▶ WHAT YOU NEED TO DO
(a) In the softmax action selection post, copy the passage from "I am implementing" up to and including "exp(Q[state][a] / temperature)".
(b) In the softmax action selection post's example, which action is picked when rand_action is 0.78?
(c) Write the next part of the forum post about softmax action selection, picking up after its final sentence.

▶ DOCUMENT TEXT
## START

I am implementing Softmax Action Selection policy for a reinforcement learning task (http://www.incompleteideas.net/book/ebook/node17.html).
I came with this solution, but I think there is room for improvement.
1-Here I evaluate the probabilities
prob_t = [0]*3
denominator = 0
for a in range(nActions):
denominator += exp(Q[state][a] / temperature)
for a in range(nActions):
prob_t[a] = (exp(Q[state][a]/temperature))/denominator
2-Here I am comparing a random generated number in the range ]0,1[ to the probabilities value of the actions:
rand_action = random.random()
if rand_action < prob_t[0]:
action = 0
elif rand_action >= prob_t[0] and rand_action < prob_t[1]+prob_t[0]:
action = 1
else: #if rand_action >= prob_t[1]+prob_t[0]
action = 2
edit:
example: rand_action is 0.78, prob_t[0] is 0.25, prob_t[1] is 0.35, prob_t[2] is 0.4. the probabilities sum to 1. 0.78 is greater than the sum of the probabilities for action 0 and 1 (prob_t[0] + prob_t[1]) therefore action 2 is picked.

## END

▶ EXTRACTED RECORDS

## START

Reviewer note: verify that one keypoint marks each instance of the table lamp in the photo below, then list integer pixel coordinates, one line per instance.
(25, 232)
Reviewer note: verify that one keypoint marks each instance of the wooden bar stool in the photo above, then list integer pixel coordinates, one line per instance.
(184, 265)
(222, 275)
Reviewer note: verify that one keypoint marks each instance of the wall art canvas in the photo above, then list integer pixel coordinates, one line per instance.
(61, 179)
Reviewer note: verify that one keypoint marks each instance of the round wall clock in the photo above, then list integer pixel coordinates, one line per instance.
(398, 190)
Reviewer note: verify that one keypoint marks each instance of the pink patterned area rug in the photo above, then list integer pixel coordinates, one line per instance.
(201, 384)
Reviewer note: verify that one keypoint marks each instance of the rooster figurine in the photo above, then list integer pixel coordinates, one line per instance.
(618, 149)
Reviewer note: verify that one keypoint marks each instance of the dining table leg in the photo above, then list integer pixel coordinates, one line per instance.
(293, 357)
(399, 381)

## END

▶ ANSWERS TO THE TASKS
(a)
I am implementing Softmax Action Selection policy for a reinforcement learning task (http://www.incompleteideas.net/book/ebook/node17.html).
I came with this solution, but I think there is room for improvement.
1-Here I evaluate the probabilities
prob_t = [0]*3
denominator = 0
for a in range(nActions):
denominator += exp(Q[state][a] / temperature)

(b) Action 2.

(c)
Is there a more efficient way of doing this?
After the suggestions to use numpy I did a bit of research and came with this solution for the first part of the soft-max implementation.
prob_t = [0,0,0] #initialise
for a in range(nActions):
prob_t[a] = np.exp(Q[state][a]/temperature) #calculate numerators
#numpy matrix element-wise division for denominator (sum of numerators)
prob_t = np.true_divide(prob_t,sum(prob_t))
There's a for loop less than my initial solution. The only downside I can appreciate is a reduced precision.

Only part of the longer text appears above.